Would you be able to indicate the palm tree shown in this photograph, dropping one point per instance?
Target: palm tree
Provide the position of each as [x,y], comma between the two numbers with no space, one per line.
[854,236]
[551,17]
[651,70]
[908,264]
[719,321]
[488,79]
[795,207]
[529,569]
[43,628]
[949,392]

------------------------------------

> **AIM**
Change every "palm tree" in the listing above to "coconut palm" and write out all its lines again, leaving everything else as it stands.

> **WRITTEN SOLUTION**
Would you be able to indicate the coconut palm shown in this photograph, dropping one point per instance?
Target: coconut palm
Provide the position of each as [x,y], comma between the two numbers with no space, one per line.
[854,236]
[551,17]
[651,70]
[908,264]
[719,321]
[488,79]
[795,207]
[529,569]
[43,628]
[949,392]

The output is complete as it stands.